*** Opening DATA RECORDS ***

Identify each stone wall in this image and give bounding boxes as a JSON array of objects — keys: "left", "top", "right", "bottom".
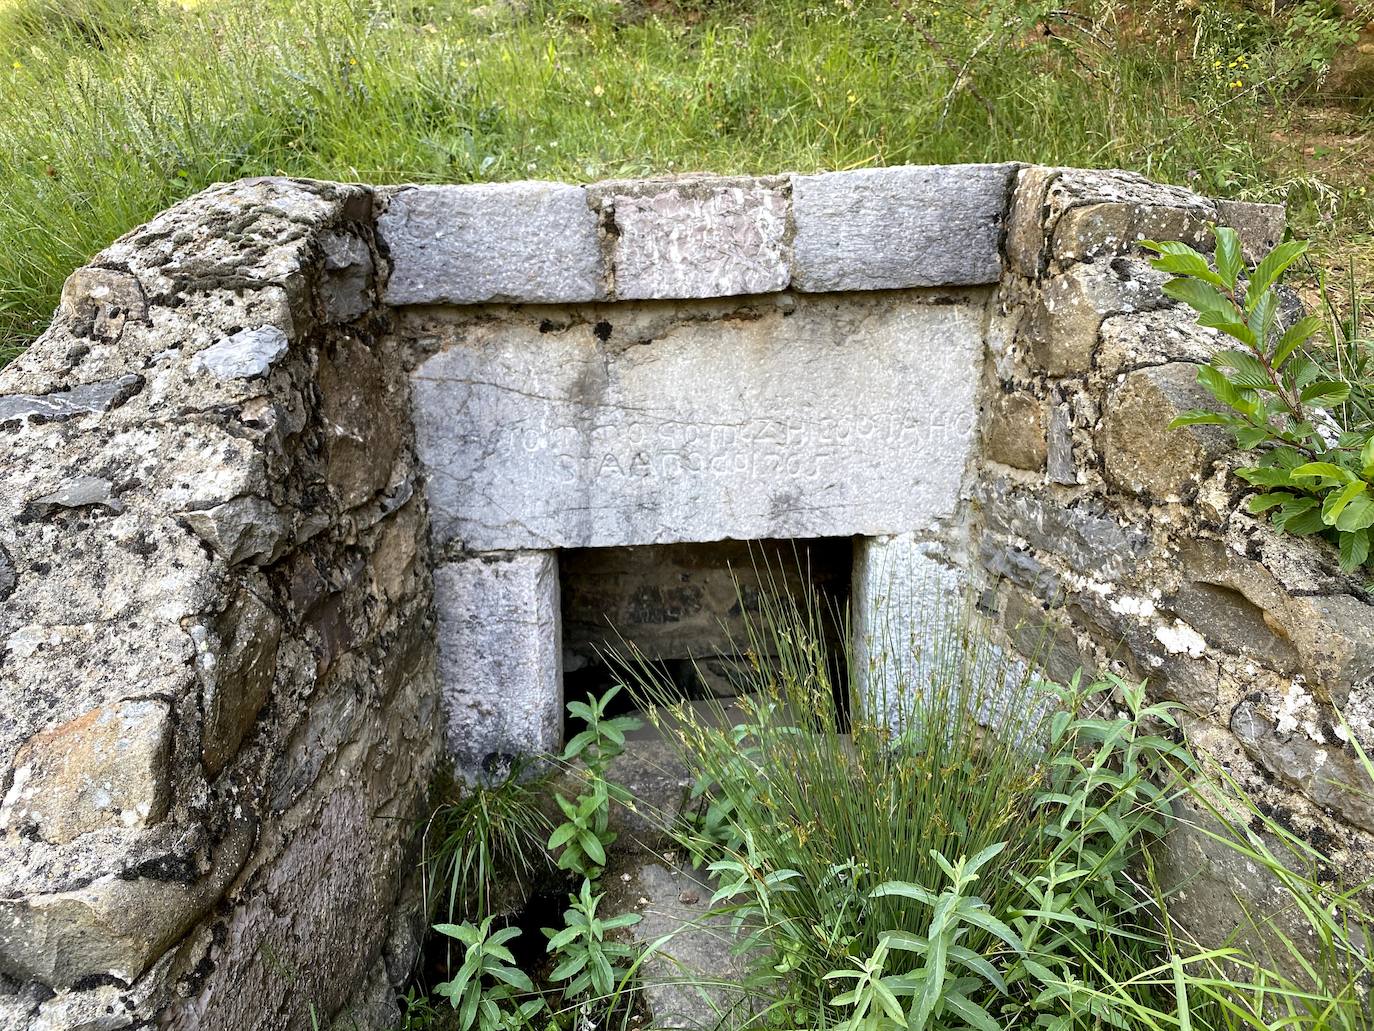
[
  {"left": 0, "top": 180, "right": 439, "bottom": 1030},
  {"left": 974, "top": 166, "right": 1374, "bottom": 955},
  {"left": 1, "top": 162, "right": 1370, "bottom": 1029}
]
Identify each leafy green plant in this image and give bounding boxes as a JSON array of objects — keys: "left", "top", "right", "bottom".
[
  {"left": 613, "top": 567, "right": 1205, "bottom": 1027},
  {"left": 865, "top": 842, "right": 1027, "bottom": 1031},
  {"left": 431, "top": 917, "right": 544, "bottom": 1031},
  {"left": 546, "top": 686, "right": 640, "bottom": 879},
  {"left": 542, "top": 878, "right": 642, "bottom": 1001},
  {"left": 1145, "top": 228, "right": 1374, "bottom": 570},
  {"left": 421, "top": 758, "right": 552, "bottom": 924}
]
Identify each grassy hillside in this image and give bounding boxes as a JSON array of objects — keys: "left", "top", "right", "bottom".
[{"left": 1, "top": 0, "right": 1371, "bottom": 361}]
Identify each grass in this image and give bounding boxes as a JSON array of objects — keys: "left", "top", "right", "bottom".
[
  {"left": 604, "top": 560, "right": 1374, "bottom": 1030},
  {"left": 1, "top": 0, "right": 1373, "bottom": 363}
]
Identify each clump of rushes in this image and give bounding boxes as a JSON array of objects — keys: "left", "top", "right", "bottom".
[
  {"left": 608, "top": 565, "right": 1064, "bottom": 1003},
  {"left": 421, "top": 758, "right": 552, "bottom": 926}
]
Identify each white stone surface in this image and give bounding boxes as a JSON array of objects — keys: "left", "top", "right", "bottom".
[
  {"left": 190, "top": 326, "right": 289, "bottom": 380},
  {"left": 851, "top": 535, "right": 1047, "bottom": 741},
  {"left": 379, "top": 182, "right": 605, "bottom": 305},
  {"left": 791, "top": 164, "right": 1017, "bottom": 291},
  {"left": 434, "top": 552, "right": 563, "bottom": 775},
  {"left": 600, "top": 176, "right": 790, "bottom": 299},
  {"left": 412, "top": 295, "right": 983, "bottom": 551},
  {"left": 851, "top": 534, "right": 964, "bottom": 721}
]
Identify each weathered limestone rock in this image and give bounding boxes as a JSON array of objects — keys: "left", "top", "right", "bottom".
[
  {"left": 1, "top": 177, "right": 436, "bottom": 1030},
  {"left": 435, "top": 552, "right": 562, "bottom": 775},
  {"left": 1096, "top": 308, "right": 1222, "bottom": 378},
  {"left": 1232, "top": 700, "right": 1374, "bottom": 832},
  {"left": 791, "top": 163, "right": 1017, "bottom": 291},
  {"left": 1045, "top": 401, "right": 1077, "bottom": 484},
  {"left": 317, "top": 337, "right": 403, "bottom": 510},
  {"left": 411, "top": 294, "right": 982, "bottom": 551},
  {"left": 0, "top": 699, "right": 172, "bottom": 845},
  {"left": 320, "top": 230, "right": 375, "bottom": 323},
  {"left": 378, "top": 182, "right": 605, "bottom": 304},
  {"left": 0, "top": 823, "right": 254, "bottom": 988},
  {"left": 179, "top": 495, "right": 292, "bottom": 566},
  {"left": 1216, "top": 199, "right": 1286, "bottom": 264},
  {"left": 0, "top": 373, "right": 143, "bottom": 424},
  {"left": 597, "top": 176, "right": 791, "bottom": 299},
  {"left": 1024, "top": 260, "right": 1167, "bottom": 375},
  {"left": 195, "top": 588, "right": 282, "bottom": 778},
  {"left": 59, "top": 266, "right": 147, "bottom": 344},
  {"left": 1101, "top": 362, "right": 1231, "bottom": 500},
  {"left": 983, "top": 389, "right": 1046, "bottom": 471},
  {"left": 190, "top": 326, "right": 290, "bottom": 380},
  {"left": 1044, "top": 168, "right": 1218, "bottom": 265},
  {"left": 977, "top": 481, "right": 1149, "bottom": 582}
]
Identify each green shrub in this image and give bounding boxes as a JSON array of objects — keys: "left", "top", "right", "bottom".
[{"left": 1148, "top": 228, "right": 1374, "bottom": 571}]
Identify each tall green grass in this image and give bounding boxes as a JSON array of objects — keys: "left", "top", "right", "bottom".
[
  {"left": 1, "top": 0, "right": 1370, "bottom": 361},
  {"left": 610, "top": 561, "right": 1374, "bottom": 1029}
]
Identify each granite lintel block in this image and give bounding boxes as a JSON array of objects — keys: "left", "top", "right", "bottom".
[
  {"left": 378, "top": 182, "right": 605, "bottom": 305},
  {"left": 791, "top": 163, "right": 1018, "bottom": 292},
  {"left": 595, "top": 175, "right": 792, "bottom": 300}
]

*** Closing DATA RECORDS ***

• [WHAT NEEDS TO BE DONE]: Where the line containing "Identify each green" appears in the data above, begin there and reproduce every line to the end exactly; include nothing else.

• [EXERCISE OUTPUT]:
Identify each green shrub in this image and give bounding boxes as a JSON array of objects — keys: "left", "top", "right", "bottom".
[{"left": 1148, "top": 228, "right": 1374, "bottom": 571}]
Identify each tall green grass in this image and give bounding boxes as a JSON array of objects — keys: "left", "top", "right", "bottom".
[
  {"left": 1, "top": 0, "right": 1370, "bottom": 361},
  {"left": 610, "top": 561, "right": 1374, "bottom": 1029}
]
Identify each granite lintel block in this image and give bounding boxes as a JSON array of objects — keys: "left", "top", "right", "bottom".
[
  {"left": 378, "top": 182, "right": 605, "bottom": 305},
  {"left": 791, "top": 163, "right": 1018, "bottom": 292},
  {"left": 595, "top": 175, "right": 792, "bottom": 300}
]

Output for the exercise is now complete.